## [Problem requirements]
Your task is to reproduce the entries below word for word.
======== Items
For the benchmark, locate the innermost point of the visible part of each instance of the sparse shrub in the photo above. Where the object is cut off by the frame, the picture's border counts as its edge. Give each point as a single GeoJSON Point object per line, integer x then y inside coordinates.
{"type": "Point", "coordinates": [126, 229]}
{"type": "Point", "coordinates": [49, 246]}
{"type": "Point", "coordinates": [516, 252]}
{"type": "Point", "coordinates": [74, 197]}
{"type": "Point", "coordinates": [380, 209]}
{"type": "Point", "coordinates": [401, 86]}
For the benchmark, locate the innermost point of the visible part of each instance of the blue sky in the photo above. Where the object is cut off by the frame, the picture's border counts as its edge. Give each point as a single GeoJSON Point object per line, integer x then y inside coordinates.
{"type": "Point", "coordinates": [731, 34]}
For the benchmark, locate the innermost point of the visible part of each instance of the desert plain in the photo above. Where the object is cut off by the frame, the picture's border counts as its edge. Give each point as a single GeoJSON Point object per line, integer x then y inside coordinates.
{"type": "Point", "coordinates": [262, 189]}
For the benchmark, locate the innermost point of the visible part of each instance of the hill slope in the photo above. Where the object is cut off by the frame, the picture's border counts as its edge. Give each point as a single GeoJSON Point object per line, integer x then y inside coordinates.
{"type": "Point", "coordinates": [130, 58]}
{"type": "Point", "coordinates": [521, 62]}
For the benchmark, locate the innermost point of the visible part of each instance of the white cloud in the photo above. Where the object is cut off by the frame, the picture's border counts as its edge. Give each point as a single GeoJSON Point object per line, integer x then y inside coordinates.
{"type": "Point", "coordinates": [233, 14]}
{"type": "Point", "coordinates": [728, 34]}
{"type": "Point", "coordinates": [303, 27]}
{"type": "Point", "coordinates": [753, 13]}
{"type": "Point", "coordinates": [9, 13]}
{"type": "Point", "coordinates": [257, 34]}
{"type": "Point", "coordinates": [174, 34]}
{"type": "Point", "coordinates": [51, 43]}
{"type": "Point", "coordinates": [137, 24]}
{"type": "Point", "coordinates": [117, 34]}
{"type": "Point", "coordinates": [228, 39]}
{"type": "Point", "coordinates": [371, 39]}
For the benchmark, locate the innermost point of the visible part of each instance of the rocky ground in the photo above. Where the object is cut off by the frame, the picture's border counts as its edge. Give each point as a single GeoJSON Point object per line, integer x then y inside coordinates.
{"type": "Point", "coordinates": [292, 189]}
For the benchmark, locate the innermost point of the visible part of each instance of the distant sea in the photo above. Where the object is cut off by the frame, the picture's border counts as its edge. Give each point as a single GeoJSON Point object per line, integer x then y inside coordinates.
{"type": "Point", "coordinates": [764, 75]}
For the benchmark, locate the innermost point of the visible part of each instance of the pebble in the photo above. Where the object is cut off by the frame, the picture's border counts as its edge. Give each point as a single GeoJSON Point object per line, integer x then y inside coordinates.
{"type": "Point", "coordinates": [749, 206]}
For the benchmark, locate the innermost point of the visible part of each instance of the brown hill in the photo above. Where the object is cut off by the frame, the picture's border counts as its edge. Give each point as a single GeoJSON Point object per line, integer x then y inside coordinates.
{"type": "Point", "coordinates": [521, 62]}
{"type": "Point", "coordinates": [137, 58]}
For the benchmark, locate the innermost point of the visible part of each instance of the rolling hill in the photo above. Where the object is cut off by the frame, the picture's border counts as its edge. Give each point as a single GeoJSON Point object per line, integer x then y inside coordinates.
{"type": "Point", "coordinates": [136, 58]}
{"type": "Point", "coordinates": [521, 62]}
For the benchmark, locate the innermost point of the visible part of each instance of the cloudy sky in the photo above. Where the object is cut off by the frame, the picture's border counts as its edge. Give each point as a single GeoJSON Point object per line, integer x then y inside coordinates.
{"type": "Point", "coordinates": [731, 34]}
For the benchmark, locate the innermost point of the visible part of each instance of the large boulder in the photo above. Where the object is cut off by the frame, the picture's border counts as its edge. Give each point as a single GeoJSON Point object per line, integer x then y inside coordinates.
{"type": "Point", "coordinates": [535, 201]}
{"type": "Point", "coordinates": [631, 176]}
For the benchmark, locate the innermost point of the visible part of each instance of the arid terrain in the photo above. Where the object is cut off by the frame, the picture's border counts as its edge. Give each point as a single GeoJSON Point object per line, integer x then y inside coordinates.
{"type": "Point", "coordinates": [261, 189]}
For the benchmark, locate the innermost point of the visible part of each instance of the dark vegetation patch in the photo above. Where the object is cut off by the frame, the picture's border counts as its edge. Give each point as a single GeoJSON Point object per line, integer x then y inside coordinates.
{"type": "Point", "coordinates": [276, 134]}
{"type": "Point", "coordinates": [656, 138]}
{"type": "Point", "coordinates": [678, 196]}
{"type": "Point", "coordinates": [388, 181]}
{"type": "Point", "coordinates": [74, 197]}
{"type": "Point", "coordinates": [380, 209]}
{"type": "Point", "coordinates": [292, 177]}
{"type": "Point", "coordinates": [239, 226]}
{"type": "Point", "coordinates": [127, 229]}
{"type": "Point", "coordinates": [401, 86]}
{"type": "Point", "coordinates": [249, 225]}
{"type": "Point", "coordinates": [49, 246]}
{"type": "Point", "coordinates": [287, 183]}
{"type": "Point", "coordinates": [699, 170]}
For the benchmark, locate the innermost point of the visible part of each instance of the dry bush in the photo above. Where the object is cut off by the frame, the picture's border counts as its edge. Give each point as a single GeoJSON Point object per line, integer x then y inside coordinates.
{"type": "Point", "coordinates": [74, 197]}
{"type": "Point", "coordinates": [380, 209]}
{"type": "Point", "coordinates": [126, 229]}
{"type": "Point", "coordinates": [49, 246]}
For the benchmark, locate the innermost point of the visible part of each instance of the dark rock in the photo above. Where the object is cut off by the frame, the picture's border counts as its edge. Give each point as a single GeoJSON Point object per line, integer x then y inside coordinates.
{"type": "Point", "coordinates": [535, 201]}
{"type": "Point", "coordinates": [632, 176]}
================
## [Finished exercise]
For the benchmark, locate the innermost point of the visible part of each instance of the sparse shrub in the photo above. Where the object is cut off by the frame, the picture's border counts as its edge. Give each point as a single GeoJSON Point object per line, integer x then y inside coordinates.
{"type": "Point", "coordinates": [126, 229]}
{"type": "Point", "coordinates": [49, 246]}
{"type": "Point", "coordinates": [516, 252]}
{"type": "Point", "coordinates": [74, 197]}
{"type": "Point", "coordinates": [380, 209]}
{"type": "Point", "coordinates": [401, 86]}
For the benchmark, locate the innermost point of the visible part of each instance of the blue sky in the photo above. Where the object is cut off by the frame, the picture's border counts as its edge. Give each point as a single GeoJSON Point object per line, integer x then y inside coordinates.
{"type": "Point", "coordinates": [731, 34]}
For the benchmark, locate the innermost point of the visible part of each instance of the desert plain in the photo above. Where the object is cut off by the frame, the picture's border counts as its edge. Give each point as a single GeoJSON Point object per line, integer x then y inside coordinates.
{"type": "Point", "coordinates": [262, 189]}
For the benchmark, locate the innermost point of the visible part of each instance of the hill slope in the photo above. Where the object is cut off by the frame, the picture's border counts as its edge. Give each point as a single GeoJSON Point object per line, integer x then y inside coordinates.
{"type": "Point", "coordinates": [130, 58]}
{"type": "Point", "coordinates": [521, 62]}
For the benchmark, locate the innermost point of the visible part of each instance of the white cloud in the photo above. Where the object is cut off by the frame, the picture's border counts as its edge. Give each point as a single GeoJSON Point object per line, integer x then y inside coordinates.
{"type": "Point", "coordinates": [233, 14]}
{"type": "Point", "coordinates": [728, 34]}
{"type": "Point", "coordinates": [303, 27]}
{"type": "Point", "coordinates": [753, 13]}
{"type": "Point", "coordinates": [9, 13]}
{"type": "Point", "coordinates": [257, 34]}
{"type": "Point", "coordinates": [174, 34]}
{"type": "Point", "coordinates": [51, 43]}
{"type": "Point", "coordinates": [137, 24]}
{"type": "Point", "coordinates": [117, 34]}
{"type": "Point", "coordinates": [228, 39]}
{"type": "Point", "coordinates": [371, 39]}
For the benchmark, locate the innermost point of the visible part of each instance of the rocky ground in the photo above. Where the object is cut off by the frame, the picture's border counts as its edge. Give each point as a single GeoJSON Point object per line, integer x then y inside coordinates.
{"type": "Point", "coordinates": [292, 189]}
For the benchmark, locate the innermost point of the visible part of each instance of the distant sea in the photo above. Where the object is cut off by the frame, the picture's border counts as its edge. Give each point as a single GeoJSON Point object per line, integer x then y inside coordinates.
{"type": "Point", "coordinates": [764, 75]}
For the benchmark, locate the innermost point of the visible part of each instance of the pebble in the photo above. Where the object is cut off by the frame, the picture's border counts as its edge. Give each point as a single GeoJSON Point object per line, integer x then y inside coordinates.
{"type": "Point", "coordinates": [749, 206]}
For the benchmark, locate the innermost point of the visible part of each instance of the brown hill in the photo above. Where the object is cut off by the frame, the picture's border counts as its edge. Give each point as a single GeoJSON Point object per line, integer x then y inside coordinates.
{"type": "Point", "coordinates": [521, 62]}
{"type": "Point", "coordinates": [137, 58]}
For the benchmark, locate the innermost point of the visible part of each instance of the rolling hill in the photo above. Where the object is cut off by the frame, the picture's border counts as its edge. Give each point as a single GeoJSON Point object per line, integer x then y inside coordinates.
{"type": "Point", "coordinates": [136, 58]}
{"type": "Point", "coordinates": [521, 62]}
For the benchmark, locate the innermost point of the visible part of each instance of the cloudy sky in the photo above. Where the object is cut off by the frame, the picture's border counts as its edge. Give each point as a single GeoJSON Point object per line, integer x then y inside coordinates.
{"type": "Point", "coordinates": [731, 34]}
For the benchmark, locate the innermost point of the visible part of each instance of the large boulder in the photo above. Where the object is cut off by the frame, the picture's border counts as its edge. Give each point as a single GeoJSON Point object per line, integer x then y inside coordinates.
{"type": "Point", "coordinates": [535, 201]}
{"type": "Point", "coordinates": [631, 176]}
For the benchmark, locate the innermost point of the visible part of each instance of the arid terrain in the photo above. Where the object is cut off by the frame, the picture's border counts as its edge. Give each point as a single GeoJSON Point object per line, integer x then y inside coordinates.
{"type": "Point", "coordinates": [261, 189]}
For the benchmark, locate the innermost point of the visible part of each instance of the dark vegetation patch in the photo above. Where the object is cut off by the frame, the picture's border counts as its edge. Give each point as a single GeoJSON Point object per line, integer x then y inside coordinates.
{"type": "Point", "coordinates": [276, 134]}
{"type": "Point", "coordinates": [656, 138]}
{"type": "Point", "coordinates": [678, 196]}
{"type": "Point", "coordinates": [388, 181]}
{"type": "Point", "coordinates": [74, 197]}
{"type": "Point", "coordinates": [380, 209]}
{"type": "Point", "coordinates": [292, 177]}
{"type": "Point", "coordinates": [239, 226]}
{"type": "Point", "coordinates": [127, 229]}
{"type": "Point", "coordinates": [401, 86]}
{"type": "Point", "coordinates": [249, 225]}
{"type": "Point", "coordinates": [49, 246]}
{"type": "Point", "coordinates": [287, 183]}
{"type": "Point", "coordinates": [699, 170]}
For the benchmark, locate the innermost point of the visible part of each instance of the dry bush in the photo above. Where the object is cut off by the frame, the picture's border counts as its edge. Give each point as a single GeoJSON Point object per line, integer x then y inside coordinates.
{"type": "Point", "coordinates": [74, 197]}
{"type": "Point", "coordinates": [380, 209]}
{"type": "Point", "coordinates": [126, 229]}
{"type": "Point", "coordinates": [49, 246]}
For the benchmark, locate the innermost point of the visible part of each instance of the dark rock in the photo above. Where the object is cut off by the frame, the picture's border counts as its edge. Give each point as a single GeoJSON Point object per line, integer x then y inside coordinates.
{"type": "Point", "coordinates": [535, 201]}
{"type": "Point", "coordinates": [632, 176]}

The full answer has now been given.